What you should do. Please rewrite the entries below as a numbered list, leaving out any blank lines.

Records provided.
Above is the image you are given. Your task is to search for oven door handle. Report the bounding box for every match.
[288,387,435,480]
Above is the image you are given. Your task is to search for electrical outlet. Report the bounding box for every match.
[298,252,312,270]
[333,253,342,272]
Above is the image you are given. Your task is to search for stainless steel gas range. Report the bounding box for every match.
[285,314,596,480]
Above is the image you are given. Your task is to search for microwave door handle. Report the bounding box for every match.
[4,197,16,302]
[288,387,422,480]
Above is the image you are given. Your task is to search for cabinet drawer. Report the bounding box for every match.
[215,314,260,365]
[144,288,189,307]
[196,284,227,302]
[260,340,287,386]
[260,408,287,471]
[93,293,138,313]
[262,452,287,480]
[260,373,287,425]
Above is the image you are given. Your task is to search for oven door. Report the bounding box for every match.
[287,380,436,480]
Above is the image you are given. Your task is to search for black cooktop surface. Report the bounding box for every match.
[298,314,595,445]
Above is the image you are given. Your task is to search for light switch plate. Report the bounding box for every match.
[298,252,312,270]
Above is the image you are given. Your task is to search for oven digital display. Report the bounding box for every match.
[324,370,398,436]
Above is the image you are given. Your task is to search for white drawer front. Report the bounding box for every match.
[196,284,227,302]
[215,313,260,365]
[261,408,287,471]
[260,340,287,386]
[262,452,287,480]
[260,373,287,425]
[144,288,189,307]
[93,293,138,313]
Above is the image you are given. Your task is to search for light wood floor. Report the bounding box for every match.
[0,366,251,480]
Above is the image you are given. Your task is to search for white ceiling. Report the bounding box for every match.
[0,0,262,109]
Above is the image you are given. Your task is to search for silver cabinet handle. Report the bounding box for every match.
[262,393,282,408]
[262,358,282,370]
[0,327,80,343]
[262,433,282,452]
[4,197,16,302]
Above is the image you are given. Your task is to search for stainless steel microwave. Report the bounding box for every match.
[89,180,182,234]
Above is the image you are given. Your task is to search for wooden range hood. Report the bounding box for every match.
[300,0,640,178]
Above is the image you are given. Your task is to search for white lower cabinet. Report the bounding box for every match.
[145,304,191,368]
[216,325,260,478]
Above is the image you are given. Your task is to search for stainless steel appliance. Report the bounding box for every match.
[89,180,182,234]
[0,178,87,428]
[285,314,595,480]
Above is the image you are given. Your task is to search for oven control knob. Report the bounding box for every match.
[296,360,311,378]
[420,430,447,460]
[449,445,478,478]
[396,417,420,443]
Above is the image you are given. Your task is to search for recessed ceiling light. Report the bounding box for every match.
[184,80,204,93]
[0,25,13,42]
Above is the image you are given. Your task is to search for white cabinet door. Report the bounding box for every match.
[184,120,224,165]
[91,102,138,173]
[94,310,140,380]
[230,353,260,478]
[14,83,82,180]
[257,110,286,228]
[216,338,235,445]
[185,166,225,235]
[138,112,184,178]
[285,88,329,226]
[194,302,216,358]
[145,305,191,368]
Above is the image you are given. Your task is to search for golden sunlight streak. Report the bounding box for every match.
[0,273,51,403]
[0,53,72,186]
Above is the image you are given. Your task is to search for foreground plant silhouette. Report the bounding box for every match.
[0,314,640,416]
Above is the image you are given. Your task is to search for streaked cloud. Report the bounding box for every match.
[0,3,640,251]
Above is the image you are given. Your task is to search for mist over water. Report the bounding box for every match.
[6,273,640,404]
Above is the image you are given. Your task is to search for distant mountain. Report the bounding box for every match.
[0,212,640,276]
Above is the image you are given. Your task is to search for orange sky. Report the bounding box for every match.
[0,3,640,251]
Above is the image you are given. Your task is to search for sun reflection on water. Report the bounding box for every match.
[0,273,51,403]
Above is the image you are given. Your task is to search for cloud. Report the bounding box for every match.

Correct answer.
1. Above is the image you are given. Your task is to search for oven door handle. Report the bounding box for every match.
2. [288,387,435,480]
3. Above is the image you are given. Your task is to search for electrical outlet. Report the bounding box for every match.
4. [298,252,312,270]
5. [333,253,342,272]
6. Above is the image you are given. Your task is to search for stainless steel gas range. Report the bounding box for every match.
7. [285,314,596,480]
8. Above is the image you are given. Your task is to search for microwave door handle. Report the bounding box for every match.
9. [4,197,16,302]
10. [288,387,422,480]
11. Above is the image you are given. Your task is to search for cabinet drawer. Report the bounding box for every match.
12. [215,314,260,365]
13. [144,288,189,307]
14. [196,284,227,302]
15. [260,340,287,386]
16. [260,408,287,471]
17. [93,293,138,313]
18. [262,452,287,480]
19. [260,373,287,425]
20. Above is the image you are given. Your task is to search for oven door. Report the bounding box for every match.
21. [287,380,436,480]
22. Above is the image you are given. Your task is to search for black cooktop surface. Report the bounding box for every match.
23. [298,314,595,445]
24. Above is the image you are given. Your task is to search for light switch plate. Report the bounding box for every match.
25. [298,252,312,270]
26. Above is the image you are given. Your task is to search for oven digital display. Report the bounding box for every match.
27. [324,370,398,436]
28. Above is the image you are given. Your task is to search for white drawer front. Report the bounding box for every match.
29. [196,284,227,302]
30. [215,313,260,365]
31. [261,408,287,471]
32. [260,340,287,386]
33. [262,452,287,480]
34. [260,373,287,425]
35. [144,288,189,307]
36. [93,293,138,313]
37. Above is the image you are given. Your task is to search for light wood floor. Report the bounding box for every match.
38. [0,366,251,480]
39. Above is the image you are given. Your task is to search for white ceiling. Report the bounding box for every match.
40. [0,0,262,109]
41. Above is the image you are given. Your task is to search for silver cabinet handle. Report the bounding box for every match.
42. [262,393,282,408]
43. [262,358,282,370]
44. [0,327,80,343]
45. [262,433,282,452]
46. [4,197,16,302]
47. Above is the image you are given. Your task is to search for stainless steel microwave. Report the bounding box for every match.
48. [89,180,182,234]
49. Above is the image you are given. Your task is to search for wooden range hood. Report the bounding box for every match.
50. [300,0,640,178]
51. Above is the image you are given. Your task is to search for white lower cabinet. Report the bounding box for every match.
52. [145,304,191,368]
53. [216,325,260,478]
54. Above is the image you are given. Your task is to search for stainless steel appliance. Report the bounding box for every match.
55. [89,180,182,234]
56. [0,178,87,428]
57. [285,314,595,480]
58. Above is the image you are given. Your task is to search for oven control knob. Report the bounding box for every match.
59. [296,360,311,378]
60. [420,430,447,460]
61. [449,445,478,478]
62. [396,417,420,443]
63. Above is the image you are given. Your task is to search for recessed ceiling light. Report the bounding box for every match.
64. [184,80,204,93]
65. [0,25,13,42]
66. Above is the image you are given. Your task is to search for white cabinet door. Report the bounding box for every match.
67. [184,120,224,165]
68. [91,102,138,173]
69. [94,310,140,380]
70. [230,353,260,478]
71. [14,83,82,180]
72. [257,110,286,228]
73. [216,338,235,445]
74. [185,166,225,235]
75. [138,112,184,178]
76. [285,88,329,226]
77. [194,302,216,358]
78. [145,305,191,368]
79. Above is the image you are given. Your task is to search for golden sunlight streak. Report the bounding box for every match.
80. [0,273,51,403]
81. [0,53,72,186]
82. Above is the image you are given. Your task is to search for foreground plant silhouette. Report the bounding box for every match.
83. [0,314,640,416]
84. Above is the image you are given. Your task is to search for streaked cloud. Report the bounding box for every match.
85. [0,3,640,251]
86. Above is the image you are given. Your task is to search for mist over water. Report the bounding box for every match.
87. [6,273,640,404]
88. Above is the image you are given. Your task is to search for distant mountain. Report the bounding box for every match.
89. [0,212,640,276]
90. Above is the image you are given. Your task is to search for orange sky. Report the bounding box for every match.
91. [0,3,640,251]
92. Above is the image you are given. Your task is to search for sun reflection on water. Report the bounding box for every match.
93. [0,273,51,403]
94. Above is the image you are given. Your task is to search for cloud. Report the bounding box for every match.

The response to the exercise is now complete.